§ **Your instructions**
Would you copy out the whole listing exactly as given?

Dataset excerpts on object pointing

+ + +

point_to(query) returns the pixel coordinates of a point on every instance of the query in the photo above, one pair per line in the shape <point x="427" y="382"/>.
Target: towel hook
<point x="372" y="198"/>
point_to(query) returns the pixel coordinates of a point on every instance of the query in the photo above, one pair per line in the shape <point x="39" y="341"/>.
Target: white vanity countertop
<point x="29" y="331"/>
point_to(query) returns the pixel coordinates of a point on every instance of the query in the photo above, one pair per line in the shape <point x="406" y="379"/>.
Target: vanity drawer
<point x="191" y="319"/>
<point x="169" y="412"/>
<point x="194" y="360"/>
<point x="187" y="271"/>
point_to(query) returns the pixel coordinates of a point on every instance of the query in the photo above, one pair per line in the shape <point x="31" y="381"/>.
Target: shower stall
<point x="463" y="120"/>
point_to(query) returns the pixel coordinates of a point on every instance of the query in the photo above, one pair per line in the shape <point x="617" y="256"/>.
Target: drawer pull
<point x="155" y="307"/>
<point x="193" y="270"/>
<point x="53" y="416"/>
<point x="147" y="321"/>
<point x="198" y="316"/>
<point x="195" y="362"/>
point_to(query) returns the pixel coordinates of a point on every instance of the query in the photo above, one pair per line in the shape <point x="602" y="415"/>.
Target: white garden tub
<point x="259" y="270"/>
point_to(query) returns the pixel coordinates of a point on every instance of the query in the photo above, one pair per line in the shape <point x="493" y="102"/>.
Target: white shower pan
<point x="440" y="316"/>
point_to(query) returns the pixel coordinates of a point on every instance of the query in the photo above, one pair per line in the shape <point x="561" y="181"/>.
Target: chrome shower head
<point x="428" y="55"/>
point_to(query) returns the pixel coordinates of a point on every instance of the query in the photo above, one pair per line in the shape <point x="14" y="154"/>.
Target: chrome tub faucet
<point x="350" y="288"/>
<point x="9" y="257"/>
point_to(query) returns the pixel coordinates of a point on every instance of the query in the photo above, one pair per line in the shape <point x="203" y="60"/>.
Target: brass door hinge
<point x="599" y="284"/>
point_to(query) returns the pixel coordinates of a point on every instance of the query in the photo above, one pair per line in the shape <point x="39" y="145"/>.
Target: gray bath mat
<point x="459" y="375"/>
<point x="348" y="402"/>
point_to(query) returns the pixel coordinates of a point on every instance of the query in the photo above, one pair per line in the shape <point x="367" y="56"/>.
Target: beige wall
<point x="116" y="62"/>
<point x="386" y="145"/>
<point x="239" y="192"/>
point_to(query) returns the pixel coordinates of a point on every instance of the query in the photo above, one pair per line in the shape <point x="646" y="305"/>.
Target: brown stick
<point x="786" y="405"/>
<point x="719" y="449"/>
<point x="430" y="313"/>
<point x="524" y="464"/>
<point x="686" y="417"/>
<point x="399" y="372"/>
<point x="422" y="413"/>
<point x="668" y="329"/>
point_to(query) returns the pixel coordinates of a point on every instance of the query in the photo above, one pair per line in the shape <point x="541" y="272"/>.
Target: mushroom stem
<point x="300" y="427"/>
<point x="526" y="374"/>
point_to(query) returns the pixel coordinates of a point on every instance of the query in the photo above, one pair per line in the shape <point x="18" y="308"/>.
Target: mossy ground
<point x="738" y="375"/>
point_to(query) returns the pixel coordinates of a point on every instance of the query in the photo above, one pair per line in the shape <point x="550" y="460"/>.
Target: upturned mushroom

+ + +

§ **Solution to this exercise**
point_to(query) returns the pixel coordinates of a point on every instance of the query in the photo above, one pair per line in the shape <point x="427" y="382"/>.
Target: towel hook
<point x="372" y="198"/>
point_to(query) returns the pixel coordinates of a point on every instance of the query in the photo above, one pair per line in the shape <point x="39" y="341"/>.
Target: white vanity countertop
<point x="29" y="331"/>
point_to(query) returns the pixel coordinates of a point on every instance of the query in the photo above, one pair per line in the shape <point x="406" y="379"/>.
Target: vanity drawer
<point x="191" y="319"/>
<point x="169" y="412"/>
<point x="194" y="360"/>
<point x="187" y="271"/>
point_to(query) returns the pixel coordinates of a point on every instance of the query in the photo above, one pair per line in the shape <point x="31" y="381"/>.
Target: shower stall
<point x="463" y="120"/>
point_to(query) returns the pixel coordinates of a point on every instance of the query in the photo above, one pair per line in the shape <point x="617" y="256"/>.
Target: drawer pull
<point x="155" y="307"/>
<point x="193" y="270"/>
<point x="53" y="416"/>
<point x="147" y="321"/>
<point x="198" y="316"/>
<point x="195" y="362"/>
point_to(query) returns the pixel coordinates of a point on every instance of the query in the photo above, one pair per line in the shape <point x="602" y="415"/>.
Target: white garden tub
<point x="259" y="270"/>
point_to(query) returns the pixel coordinates of a point on every instance of the query in the photo above, one pair per line in the shape <point x="493" y="102"/>.
Target: white shower pan
<point x="440" y="316"/>
point_to(query) returns the pixel coordinates of a point on every instance of the query in the photo above, one pair per line in the shape <point x="561" y="181"/>.
Target: chrome shower head
<point x="428" y="55"/>
point_to(query) returns the pixel coordinates of a point on every instance of the query in the photo above, one pair per line in the shape <point x="14" y="154"/>.
Target: chrome tub faucet
<point x="350" y="288"/>
<point x="9" y="257"/>
point_to(query) returns the pixel coordinates of a point on every instance of the query in the photo above, one pair per line in the shape <point x="203" y="60"/>.
Target: brass door hinge
<point x="599" y="284"/>
point_to(query) returns the pixel coordinates of a point on every instance of the query in the photo above, one pair per line in the shape <point x="39" y="145"/>.
Target: gray bath mat
<point x="459" y="375"/>
<point x="348" y="402"/>
point_to(query) returns the pixel coordinates of a point on every instance of the query in the photo above, one pair per line in the shape <point x="367" y="56"/>.
Target: beige wall
<point x="116" y="62"/>
<point x="386" y="145"/>
<point x="239" y="192"/>
point_to(query) returns the pixel coordinates of a point on every instance of the query in the photo above, one pair per line in the shape <point x="646" y="305"/>.
Target: brown stick
<point x="786" y="405"/>
<point x="719" y="449"/>
<point x="430" y="313"/>
<point x="524" y="464"/>
<point x="686" y="417"/>
<point x="399" y="372"/>
<point x="422" y="413"/>
<point x="668" y="329"/>
point_to(query) returns the pixel coordinates of a point on every instance of the query in the photo above, one pair per line in the shape <point x="541" y="272"/>.
Target: mushroom stem
<point x="300" y="427"/>
<point x="526" y="374"/>
point_to(query) returns the pixel coordinates of a point on every instance of the query in the photo above, one pair per line in the shape <point x="18" y="308"/>.
Target: mossy ground
<point x="738" y="375"/>
point_to(query) returns the pixel coordinates of a point on every instance of the query in the photo above, one pair per line in the shape <point x="550" y="460"/>.
Target: upturned mushroom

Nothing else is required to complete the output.